[[ Records supplied, beginning ]]

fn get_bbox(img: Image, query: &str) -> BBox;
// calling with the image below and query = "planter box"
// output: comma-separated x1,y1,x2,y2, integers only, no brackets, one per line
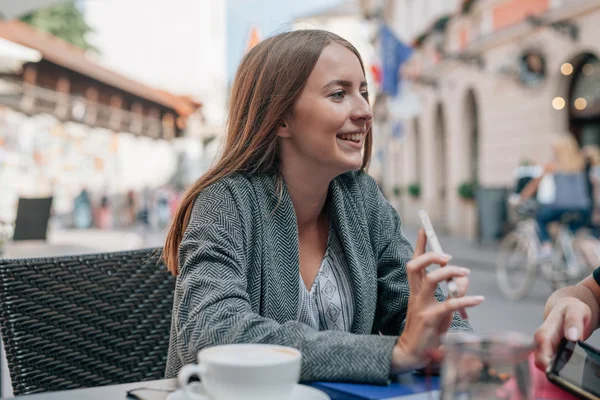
461,199,478,241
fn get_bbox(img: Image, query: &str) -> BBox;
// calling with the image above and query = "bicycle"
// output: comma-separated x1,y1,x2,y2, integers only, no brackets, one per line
496,197,591,300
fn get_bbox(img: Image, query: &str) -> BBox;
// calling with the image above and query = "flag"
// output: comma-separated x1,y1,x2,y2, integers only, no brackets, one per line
370,64,382,86
379,24,413,97
245,26,262,52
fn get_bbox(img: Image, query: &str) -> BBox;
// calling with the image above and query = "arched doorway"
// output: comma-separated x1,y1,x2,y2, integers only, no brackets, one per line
434,103,448,230
568,53,600,145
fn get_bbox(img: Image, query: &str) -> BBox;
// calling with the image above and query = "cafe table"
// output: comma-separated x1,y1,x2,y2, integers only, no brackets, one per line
2,378,437,400
1,374,574,400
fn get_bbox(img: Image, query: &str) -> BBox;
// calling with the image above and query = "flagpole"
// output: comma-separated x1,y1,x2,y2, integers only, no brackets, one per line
377,1,394,200
373,2,413,204
373,1,387,197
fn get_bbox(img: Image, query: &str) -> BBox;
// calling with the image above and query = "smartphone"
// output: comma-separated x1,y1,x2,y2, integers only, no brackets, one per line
418,210,468,320
547,339,600,400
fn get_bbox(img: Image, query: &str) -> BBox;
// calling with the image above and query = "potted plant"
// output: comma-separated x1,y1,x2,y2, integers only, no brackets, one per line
408,182,421,198
458,180,478,201
392,185,402,198
458,181,478,240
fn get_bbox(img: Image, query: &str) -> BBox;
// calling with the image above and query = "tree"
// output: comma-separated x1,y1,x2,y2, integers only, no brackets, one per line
20,1,98,53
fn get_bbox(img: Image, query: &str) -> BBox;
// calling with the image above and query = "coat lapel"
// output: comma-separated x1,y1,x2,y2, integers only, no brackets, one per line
329,175,377,334
255,175,301,324
253,174,377,334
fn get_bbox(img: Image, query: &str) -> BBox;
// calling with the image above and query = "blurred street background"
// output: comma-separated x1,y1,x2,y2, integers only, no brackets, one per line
1,0,600,395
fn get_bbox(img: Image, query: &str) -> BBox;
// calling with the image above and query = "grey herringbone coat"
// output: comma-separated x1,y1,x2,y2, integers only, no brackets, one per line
165,171,471,384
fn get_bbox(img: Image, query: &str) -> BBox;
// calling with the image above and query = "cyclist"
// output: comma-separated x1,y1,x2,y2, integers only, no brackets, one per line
519,135,592,261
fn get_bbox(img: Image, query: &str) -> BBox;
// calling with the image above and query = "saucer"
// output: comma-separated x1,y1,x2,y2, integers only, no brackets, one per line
166,382,330,400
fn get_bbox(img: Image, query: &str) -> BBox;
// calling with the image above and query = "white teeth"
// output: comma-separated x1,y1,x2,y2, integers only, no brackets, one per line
338,133,362,142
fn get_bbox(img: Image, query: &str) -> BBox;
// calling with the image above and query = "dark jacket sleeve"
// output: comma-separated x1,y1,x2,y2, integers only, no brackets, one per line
172,180,399,384
355,172,473,336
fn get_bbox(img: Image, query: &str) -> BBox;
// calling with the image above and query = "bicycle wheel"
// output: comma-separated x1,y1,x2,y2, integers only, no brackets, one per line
496,232,537,300
547,240,587,291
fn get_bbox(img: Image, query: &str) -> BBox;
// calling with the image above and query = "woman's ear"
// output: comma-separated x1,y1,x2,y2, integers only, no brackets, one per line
276,120,292,138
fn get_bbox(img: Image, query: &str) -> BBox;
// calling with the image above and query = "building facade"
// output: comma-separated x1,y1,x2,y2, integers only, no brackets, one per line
372,0,600,240
84,0,228,177
293,1,394,181
0,20,201,224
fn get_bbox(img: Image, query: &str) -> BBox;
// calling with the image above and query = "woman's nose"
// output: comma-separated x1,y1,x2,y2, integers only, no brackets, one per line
351,97,373,121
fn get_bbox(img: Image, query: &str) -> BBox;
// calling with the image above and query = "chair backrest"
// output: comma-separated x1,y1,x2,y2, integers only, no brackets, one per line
12,197,53,241
0,247,175,395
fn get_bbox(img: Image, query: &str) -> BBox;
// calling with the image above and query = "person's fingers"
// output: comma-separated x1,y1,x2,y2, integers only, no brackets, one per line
428,295,484,318
422,266,470,295
563,301,592,342
453,276,469,297
407,252,452,275
407,229,429,289
534,328,558,370
534,310,565,370
413,228,427,258
439,311,455,335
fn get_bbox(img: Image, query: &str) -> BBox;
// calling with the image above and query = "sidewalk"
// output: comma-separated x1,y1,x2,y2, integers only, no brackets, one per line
1,225,499,269
2,227,168,259
401,225,499,270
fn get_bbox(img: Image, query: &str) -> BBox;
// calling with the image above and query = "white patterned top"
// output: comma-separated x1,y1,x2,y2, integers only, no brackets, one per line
297,224,354,332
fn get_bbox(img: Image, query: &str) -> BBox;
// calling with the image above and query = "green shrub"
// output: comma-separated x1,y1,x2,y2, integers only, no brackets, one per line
458,180,478,200
408,183,421,198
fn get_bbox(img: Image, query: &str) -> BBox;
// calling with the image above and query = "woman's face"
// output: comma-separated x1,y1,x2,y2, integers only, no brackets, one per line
278,43,373,177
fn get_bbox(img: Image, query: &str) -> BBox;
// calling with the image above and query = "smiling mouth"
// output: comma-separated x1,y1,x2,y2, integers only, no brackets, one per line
336,133,363,143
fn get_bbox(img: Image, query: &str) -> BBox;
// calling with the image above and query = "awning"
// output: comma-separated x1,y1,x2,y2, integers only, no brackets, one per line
0,37,41,73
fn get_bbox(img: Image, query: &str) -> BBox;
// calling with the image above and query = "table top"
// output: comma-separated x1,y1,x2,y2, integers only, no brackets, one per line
8,378,438,400
10,379,178,400
4,377,573,400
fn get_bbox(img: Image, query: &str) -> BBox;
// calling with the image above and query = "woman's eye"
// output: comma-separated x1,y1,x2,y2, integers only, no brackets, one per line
361,91,369,100
331,91,346,99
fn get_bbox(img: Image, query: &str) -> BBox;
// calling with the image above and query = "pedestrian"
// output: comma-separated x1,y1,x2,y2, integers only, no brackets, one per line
519,135,592,260
96,194,112,230
73,189,93,229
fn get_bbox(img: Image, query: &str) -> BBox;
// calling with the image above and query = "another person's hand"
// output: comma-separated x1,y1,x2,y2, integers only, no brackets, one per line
534,297,592,370
391,228,484,372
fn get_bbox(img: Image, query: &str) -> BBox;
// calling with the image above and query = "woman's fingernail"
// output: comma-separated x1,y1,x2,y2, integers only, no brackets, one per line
442,254,452,260
567,327,579,341
474,296,485,302
461,268,471,275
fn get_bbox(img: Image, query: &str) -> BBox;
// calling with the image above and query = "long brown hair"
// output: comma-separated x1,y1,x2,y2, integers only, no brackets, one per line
164,29,373,275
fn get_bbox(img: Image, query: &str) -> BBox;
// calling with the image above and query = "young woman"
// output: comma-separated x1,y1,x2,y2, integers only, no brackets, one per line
164,30,481,384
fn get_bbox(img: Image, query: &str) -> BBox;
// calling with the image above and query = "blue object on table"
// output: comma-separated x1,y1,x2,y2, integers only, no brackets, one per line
307,373,439,400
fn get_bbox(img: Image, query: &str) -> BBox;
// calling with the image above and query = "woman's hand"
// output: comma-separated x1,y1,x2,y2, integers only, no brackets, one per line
391,228,484,372
534,297,592,370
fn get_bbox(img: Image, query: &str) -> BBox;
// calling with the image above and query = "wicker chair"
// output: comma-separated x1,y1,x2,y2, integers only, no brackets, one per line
0,248,175,395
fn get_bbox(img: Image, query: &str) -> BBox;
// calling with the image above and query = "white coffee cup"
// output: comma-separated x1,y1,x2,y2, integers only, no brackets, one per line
177,344,302,400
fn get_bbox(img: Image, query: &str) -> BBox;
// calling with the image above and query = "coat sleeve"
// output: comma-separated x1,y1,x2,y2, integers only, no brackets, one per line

[[ Records supplied, end ]]

Work request:
From the listing above, return every line that carries the string "bicycle".

The completed task:
// calling with the image above and query = "bicycle"
// calling with the image above and query = "bicycle wheel"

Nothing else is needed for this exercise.